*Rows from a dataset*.

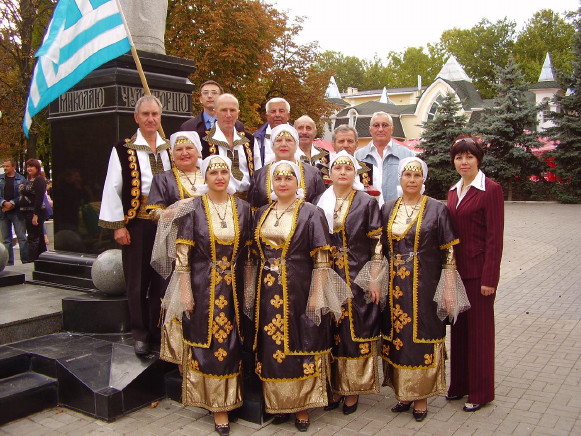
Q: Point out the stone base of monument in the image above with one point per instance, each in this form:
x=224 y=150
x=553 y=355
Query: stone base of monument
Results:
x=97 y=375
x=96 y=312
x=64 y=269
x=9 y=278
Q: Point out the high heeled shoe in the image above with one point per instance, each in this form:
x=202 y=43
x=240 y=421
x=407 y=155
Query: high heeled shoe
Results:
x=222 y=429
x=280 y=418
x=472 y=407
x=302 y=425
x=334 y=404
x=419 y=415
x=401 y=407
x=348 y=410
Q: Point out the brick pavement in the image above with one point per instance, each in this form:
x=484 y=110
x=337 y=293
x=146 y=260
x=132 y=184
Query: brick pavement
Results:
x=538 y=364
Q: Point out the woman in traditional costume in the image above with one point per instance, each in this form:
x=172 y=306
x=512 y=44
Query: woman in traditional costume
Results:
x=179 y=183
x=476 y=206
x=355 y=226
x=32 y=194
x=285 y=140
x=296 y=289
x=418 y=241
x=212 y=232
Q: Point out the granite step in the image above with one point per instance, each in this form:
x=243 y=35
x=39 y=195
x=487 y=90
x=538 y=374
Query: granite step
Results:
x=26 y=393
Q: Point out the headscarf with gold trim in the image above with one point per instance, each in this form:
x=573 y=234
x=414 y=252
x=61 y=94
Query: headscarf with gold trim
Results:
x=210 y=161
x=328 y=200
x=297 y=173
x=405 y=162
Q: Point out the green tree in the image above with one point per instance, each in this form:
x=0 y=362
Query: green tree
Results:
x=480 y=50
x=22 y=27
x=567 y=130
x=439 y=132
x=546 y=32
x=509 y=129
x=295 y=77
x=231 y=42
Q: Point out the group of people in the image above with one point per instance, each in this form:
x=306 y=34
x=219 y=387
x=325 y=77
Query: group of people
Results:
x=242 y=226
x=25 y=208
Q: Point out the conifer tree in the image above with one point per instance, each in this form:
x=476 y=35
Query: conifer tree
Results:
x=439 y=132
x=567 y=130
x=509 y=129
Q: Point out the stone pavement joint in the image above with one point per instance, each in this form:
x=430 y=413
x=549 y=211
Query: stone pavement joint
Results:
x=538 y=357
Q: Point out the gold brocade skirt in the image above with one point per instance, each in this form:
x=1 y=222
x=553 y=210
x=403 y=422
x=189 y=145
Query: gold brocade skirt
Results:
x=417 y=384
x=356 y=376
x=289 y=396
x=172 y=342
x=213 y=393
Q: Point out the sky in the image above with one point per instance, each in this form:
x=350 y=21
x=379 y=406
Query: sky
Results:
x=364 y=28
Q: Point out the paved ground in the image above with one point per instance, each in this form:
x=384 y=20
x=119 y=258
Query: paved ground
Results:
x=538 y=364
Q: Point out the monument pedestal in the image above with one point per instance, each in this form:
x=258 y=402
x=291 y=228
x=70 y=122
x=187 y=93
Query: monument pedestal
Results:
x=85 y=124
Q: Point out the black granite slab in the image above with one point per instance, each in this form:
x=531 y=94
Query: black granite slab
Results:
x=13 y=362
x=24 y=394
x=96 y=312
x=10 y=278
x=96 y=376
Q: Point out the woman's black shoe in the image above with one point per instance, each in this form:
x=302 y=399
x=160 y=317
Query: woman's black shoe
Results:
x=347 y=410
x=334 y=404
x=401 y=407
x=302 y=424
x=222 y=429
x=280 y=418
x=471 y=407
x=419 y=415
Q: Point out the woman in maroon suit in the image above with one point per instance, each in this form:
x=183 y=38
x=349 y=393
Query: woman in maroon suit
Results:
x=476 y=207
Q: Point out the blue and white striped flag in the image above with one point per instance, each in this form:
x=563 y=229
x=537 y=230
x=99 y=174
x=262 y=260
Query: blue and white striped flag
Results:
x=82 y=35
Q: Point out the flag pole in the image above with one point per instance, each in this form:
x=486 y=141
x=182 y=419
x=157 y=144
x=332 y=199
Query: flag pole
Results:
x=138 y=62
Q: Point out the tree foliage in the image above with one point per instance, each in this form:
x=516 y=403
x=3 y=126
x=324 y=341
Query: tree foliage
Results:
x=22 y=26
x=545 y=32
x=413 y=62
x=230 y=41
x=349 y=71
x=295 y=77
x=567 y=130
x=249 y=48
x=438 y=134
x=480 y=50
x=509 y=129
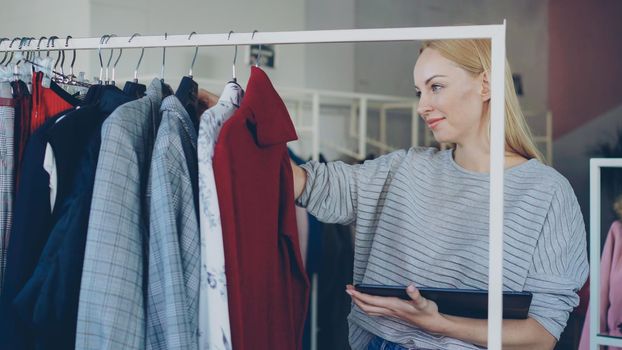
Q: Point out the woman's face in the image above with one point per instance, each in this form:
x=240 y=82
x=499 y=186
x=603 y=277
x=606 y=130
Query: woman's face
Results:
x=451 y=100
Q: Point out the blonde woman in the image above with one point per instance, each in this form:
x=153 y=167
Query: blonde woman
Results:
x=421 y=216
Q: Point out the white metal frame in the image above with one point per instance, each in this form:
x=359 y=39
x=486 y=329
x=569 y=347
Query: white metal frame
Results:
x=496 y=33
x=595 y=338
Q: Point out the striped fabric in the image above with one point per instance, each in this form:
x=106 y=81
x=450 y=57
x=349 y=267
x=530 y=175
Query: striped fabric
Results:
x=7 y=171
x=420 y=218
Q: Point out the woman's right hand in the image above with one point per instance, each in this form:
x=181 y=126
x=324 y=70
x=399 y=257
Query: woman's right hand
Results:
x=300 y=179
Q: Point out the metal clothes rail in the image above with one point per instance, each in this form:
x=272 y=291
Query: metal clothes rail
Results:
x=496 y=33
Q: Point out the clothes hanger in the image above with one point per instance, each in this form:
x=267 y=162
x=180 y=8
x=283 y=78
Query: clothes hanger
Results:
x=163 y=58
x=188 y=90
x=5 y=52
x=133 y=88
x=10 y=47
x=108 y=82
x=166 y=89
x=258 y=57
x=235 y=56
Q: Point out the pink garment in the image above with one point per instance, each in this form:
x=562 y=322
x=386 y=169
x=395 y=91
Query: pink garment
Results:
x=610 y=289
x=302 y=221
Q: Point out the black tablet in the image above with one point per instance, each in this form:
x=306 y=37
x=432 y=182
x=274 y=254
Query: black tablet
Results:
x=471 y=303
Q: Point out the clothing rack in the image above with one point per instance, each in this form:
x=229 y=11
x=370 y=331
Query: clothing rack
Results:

*Task brief*.
Present every line of the entries above as a Markdown table with two columns, No. and Line, giving each line a row number and skipping blank lines. Leave the pictures out of the answer.

*Task solution*.
| No. | Line |
|---|---|
| 1 | Q: Point out the stone base of monument in the image above with one point per instance, each in this form: |
| 2 | x=224 y=150 |
| 3 | x=553 y=355 |
| 4 | Query: stone base of monument |
| 5 | Results: |
| 6 | x=97 y=375 |
| 7 | x=96 y=312 |
| 8 | x=64 y=269 |
| 9 | x=9 y=278 |
| 10 | Q: Point out the high heeled shoe in the image above with one point per instance, each in this form: |
| 11 | x=202 y=43 |
| 12 | x=240 y=421 |
| 13 | x=407 y=155 |
| 14 | Query: high heeled shoe |
| 15 | Results: |
| 16 | x=222 y=429 |
| 17 | x=280 y=418 |
| 18 | x=472 y=407 |
| 19 | x=302 y=425 |
| 20 | x=334 y=404 |
| 21 | x=419 y=415 |
| 22 | x=401 y=407 |
| 23 | x=348 y=410 |
| 24 | Q: Point out the brick pavement in the image above with one point per instance, each in this form: |
| 25 | x=484 y=110 |
| 26 | x=337 y=293 |
| 27 | x=146 y=260 |
| 28 | x=132 y=184 |
| 29 | Query: brick pavement |
| 30 | Results: |
| 31 | x=538 y=364 |
| 32 | Q: Point out the woman in traditional costume in the image above with one point per instance, each in this form: |
| 33 | x=172 y=306 |
| 34 | x=512 y=44 |
| 35 | Query: woman in traditional costume |
| 36 | Results: |
| 37 | x=179 y=183 |
| 38 | x=476 y=206 |
| 39 | x=355 y=226 |
| 40 | x=32 y=194 |
| 41 | x=285 y=140 |
| 42 | x=296 y=289 |
| 43 | x=418 y=241 |
| 44 | x=212 y=232 |
| 45 | Q: Point out the granite step in the image above with one point per instance, each in this form: |
| 46 | x=243 y=35 |
| 47 | x=39 y=195 |
| 48 | x=487 y=90 |
| 49 | x=538 y=374 |
| 50 | Query: granite step |
| 51 | Results: |
| 52 | x=26 y=393 |
| 53 | Q: Point out the headscarf with gold trim in the image above with one point per instance, each in this form: |
| 54 | x=573 y=234 |
| 55 | x=414 y=252 |
| 56 | x=61 y=94 |
| 57 | Query: headscarf with gold trim |
| 58 | Results: |
| 59 | x=210 y=161 |
| 60 | x=328 y=200 |
| 61 | x=297 y=173 |
| 62 | x=405 y=162 |
| 63 | Q: Point out the green tree in the image above with one point per instance, each in this form: |
| 64 | x=0 y=362 |
| 65 | Query: green tree |
| 66 | Results: |
| 67 | x=480 y=50 |
| 68 | x=22 y=27 |
| 69 | x=567 y=130 |
| 70 | x=439 y=132 |
| 71 | x=546 y=32 |
| 72 | x=509 y=129 |
| 73 | x=295 y=77 |
| 74 | x=231 y=42 |
| 75 | Q: Point out the group of people in the image above with one point per instance, each in this form: |
| 76 | x=306 y=34 |
| 77 | x=219 y=387 |
| 78 | x=325 y=77 |
| 79 | Query: group of people |
| 80 | Results: |
| 81 | x=242 y=226 |
| 82 | x=25 y=208 |
| 83 | Q: Point out the conifer tree in the image above with one point per instance, each in this form: |
| 84 | x=476 y=35 |
| 85 | Query: conifer tree |
| 86 | Results: |
| 87 | x=439 y=132 |
| 88 | x=567 y=130 |
| 89 | x=509 y=129 |
| 90 | Q: Point out the stone pavement joint in the image above with one point per instance, each in this form: |
| 91 | x=430 y=413 |
| 92 | x=549 y=211 |
| 93 | Query: stone pavement joint |
| 94 | Results: |
| 95 | x=538 y=357 |
| 96 | Q: Point out the gold brocade skirt in the image above with one point per instance, each in this form: |
| 97 | x=1 y=222 |
| 98 | x=553 y=210 |
| 99 | x=403 y=422 |
| 100 | x=189 y=145 |
| 101 | Query: gold brocade skirt |
| 102 | Results: |
| 103 | x=417 y=384 |
| 104 | x=356 y=376 |
| 105 | x=289 y=396 |
| 106 | x=172 y=342 |
| 107 | x=213 y=393 |
| 108 | Q: Point out the sky in the image above with one point per instance, each in this form: |
| 109 | x=350 y=21 |
| 110 | x=379 y=406 |
| 111 | Query: sky |
| 112 | Results: |
| 113 | x=364 y=28 |
| 114 | Q: Point out the paved ground in the image above with one point per instance, each in this form: |
| 115 | x=384 y=20 |
| 116 | x=119 y=258 |
| 117 | Query: paved ground |
| 118 | Results: |
| 119 | x=538 y=364 |
| 120 | Q: Point out the monument pedestal in the image above with one point per instance, each in this form: |
| 121 | x=258 y=402 |
| 122 | x=291 y=228 |
| 123 | x=70 y=122 |
| 124 | x=187 y=93 |
| 125 | Query: monument pedestal |
| 126 | Results: |
| 127 | x=85 y=124 |
| 128 | Q: Point out the black granite slab in the image above with one point per instance, each in this form: |
| 129 | x=531 y=94 |
| 130 | Query: black granite slab |
| 131 | Results: |
| 132 | x=13 y=362 |
| 133 | x=24 y=394 |
| 134 | x=96 y=312 |
| 135 | x=10 y=278 |
| 136 | x=96 y=376 |
| 137 | Q: Point out the woman's black shoe in the image above with one point per instance, each in this form: |
| 138 | x=302 y=399 |
| 139 | x=160 y=317 |
| 140 | Query: woman's black shoe |
| 141 | Results: |
| 142 | x=347 y=410 |
| 143 | x=334 y=404 |
| 144 | x=401 y=407 |
| 145 | x=302 y=424 |
| 146 | x=222 y=429 |
| 147 | x=280 y=418 |
| 148 | x=471 y=407 |
| 149 | x=419 y=415 |
| 150 | Q: Point out the woman in maroon suit in the image above with one point per instance, each in this form: |
| 151 | x=183 y=38 |
| 152 | x=349 y=393 |
| 153 | Query: woman in maroon suit |
| 154 | Results: |
| 155 | x=476 y=207 |
| 156 | Q: Point out the blue and white striped flag in the image above with one point per instance, each in this form: |
| 157 | x=563 y=229 |
| 158 | x=537 y=230 |
| 159 | x=99 y=174 |
| 160 | x=262 y=260 |
| 161 | Query: blue and white striped flag |
| 162 | Results: |
| 163 | x=82 y=35 |
| 164 | Q: Point out the flag pole in the image above with one point per instance, each in this form: |
| 165 | x=486 y=141 |
| 166 | x=182 y=419 |
| 167 | x=157 y=144 |
| 168 | x=332 y=199 |
| 169 | Query: flag pole |
| 170 | Results: |
| 171 | x=138 y=62 |
| 172 | Q: Point out the tree foliage in the image above with one point per instance, each in this form: |
| 173 | x=516 y=403 |
| 174 | x=3 y=126 |
| 175 | x=324 y=341 |
| 176 | Query: tree foliage |
| 177 | Results: |
| 178 | x=22 y=26 |
| 179 | x=545 y=32 |
| 180 | x=413 y=62 |
| 181 | x=230 y=41 |
| 182 | x=349 y=71 |
| 183 | x=295 y=77 |
| 184 | x=567 y=130 |
| 185 | x=249 y=48 |
| 186 | x=438 y=134 |
| 187 | x=480 y=50 |
| 188 | x=509 y=129 |
| 189 | Q: Point out the woman's face in the image above with one point per instance, each in this form: |
| 190 | x=240 y=82 |
| 191 | x=499 y=186 |
| 192 | x=603 y=277 |
| 193 | x=606 y=130 |
| 194 | Query: woman's face |
| 195 | Results: |
| 196 | x=451 y=100 |
| 197 | Q: Point out the blonde woman in the image above with one point per instance, each in this form: |
| 198 | x=153 y=167 |
| 199 | Query: blonde woman |
| 200 | Results: |
| 201 | x=421 y=216 |
| 202 | Q: Point out the white metal frame in the image above with one point per instance, each in this form: |
| 203 | x=359 y=39 |
| 204 | x=486 y=329 |
| 205 | x=569 y=347 |
| 206 | Query: white metal frame |
| 207 | Results: |
| 208 | x=496 y=33 |
| 209 | x=595 y=338 |
| 210 | Q: Point out the striped fabric in the image above with one point per instance, each in this form: |
| 211 | x=106 y=81 |
| 212 | x=450 y=57 |
| 213 | x=349 y=267 |
| 214 | x=530 y=175 |
| 215 | Query: striped fabric |
| 216 | Results: |
| 217 | x=7 y=171 |
| 218 | x=420 y=218 |
| 219 | Q: Point out the woman's right hand in the image above with one point per instance, each in this form: |
| 220 | x=181 y=126 |
| 221 | x=324 y=70 |
| 222 | x=399 y=257 |
| 223 | Query: woman's right hand |
| 224 | Results: |
| 225 | x=300 y=179 |
| 226 | Q: Point out the metal clothes rail in the image above with one point per instance, each in this form: |
| 227 | x=272 y=291 |
| 228 | Query: metal clothes rail |
| 229 | Results: |
| 230 | x=496 y=33 |
| 231 | Q: Point out the clothes hanger in the image above with one point per instance, each in this form: |
| 232 | x=267 y=162 |
| 233 | x=180 y=8 |
| 234 | x=283 y=78 |
| 235 | Query: clothes hanger |
| 236 | Results: |
| 237 | x=163 y=58 |
| 238 | x=188 y=90 |
| 239 | x=5 y=52 |
| 240 | x=133 y=88 |
| 241 | x=10 y=47 |
| 242 | x=108 y=82 |
| 243 | x=166 y=89 |
| 244 | x=258 y=57 |
| 245 | x=235 y=56 |
| 246 | Q: Point out the pink garment in the image above with one point per instance, each in this form: |
| 247 | x=562 y=322 |
| 248 | x=386 y=169 |
| 249 | x=395 y=91 |
| 250 | Query: pink garment |
| 251 | Results: |
| 252 | x=610 y=289 |
| 253 | x=302 y=221 |
| 254 | Q: Point out the black tablet in the image above with one point per instance, each in this form: |
| 255 | x=306 y=37 |
| 256 | x=432 y=182 |
| 257 | x=274 y=254 |
| 258 | Query: black tablet |
| 259 | Results: |
| 260 | x=471 y=303 |
| 261 | Q: Point out the clothing rack in the image above with one point per instance, each in this form: |
| 262 | x=229 y=11 |
| 263 | x=370 y=331 |
| 264 | Query: clothing rack |
| 265 | Results: |